-------- DOCUMENT

Auto Electronics

Peripheral vision

Vision-sensing applications are surfacing in luxury vehicles but the market is fragmented, with design engineers divided on what technology works best. Chipmakers, meanwhile, are readying new devices with powerful image-processing capabilities.

URGED ON BY STRONG interest in safety applications, semiconductor developers, tier one suppliers and OEM customers are working to lower the cost and increase the effectiveness of camera-based systems for night vision, lane departure warning and various other applications.

STMicroelectronics, for ex-ample, is leveraging its development agreement with Mobileye N.V. while simultaneously offer-ing CMOS camera chips for automotive vision-sensing applications including adaptive cruise control (Figure 1).

ST is manufacturing Mobileye's EyeQ-1 system-on-chip and the companies are working together on Mobileye's second-generation EyeQ-2. Roger Forchammer, technical marketing manager in ST's North America Automotive Business Unit, said EyeQ-1 has been adopted by several OEMs and tier one suppliers; however, he said EyeQ-2 will be “six times more powerful” than the current version. The new chip, scheduled for production in 2009, will provide vision scalar and vector processing on a single die.

----------------
-------- DATA PROVIDED

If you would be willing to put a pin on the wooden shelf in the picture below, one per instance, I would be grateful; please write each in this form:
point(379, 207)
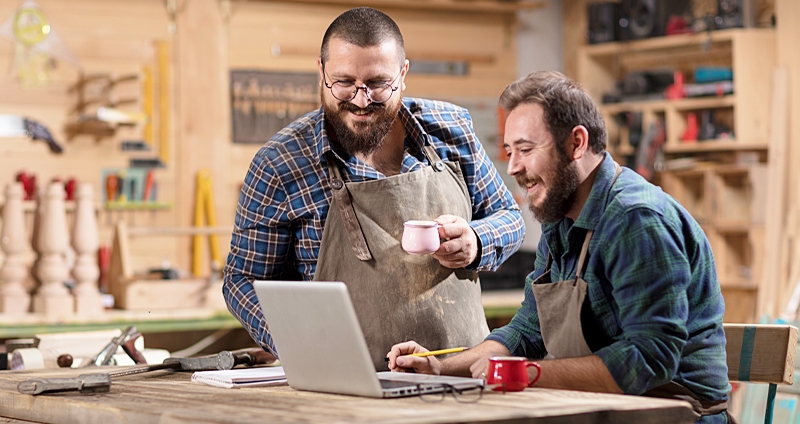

----------------

--- CHALLENGE ---
Continue the article on automotive vision sensing from its last sentence, keeping its technical tone.

--- EXERCISE RESULT ---
The EyeQ2 architecture consists of two 64-bit MIPS34K floating-point, hyperthread RISC CPUs; five vision-computing engines (VCE); three vector microcode processors (VMP); a 64-bit Denali mobile double data rate (DDR) controller; a 128-bit Sonics Interconnect; dual 16-bit video input and 18-bit video output controllers, 16 direct memory access (DMA) channels, and peripherals including dual CAN controllers; dual UART interfaces and an I2C interface.

“Mobileye's processors can do ‘everything,’ which can be overkill for OEMs developing dedicated applications,” said ST's Forchammer, who describes the automotive vision-sensing market as “fragmented.” His company also offers CMOS camera devices with dynamic range greater than 130 dB. “These applications demand high sensitivity for performance at low light, small pixel size for a minimum footprint, and high dynamic range to avoid information loss due to saturation,” Forchammer said.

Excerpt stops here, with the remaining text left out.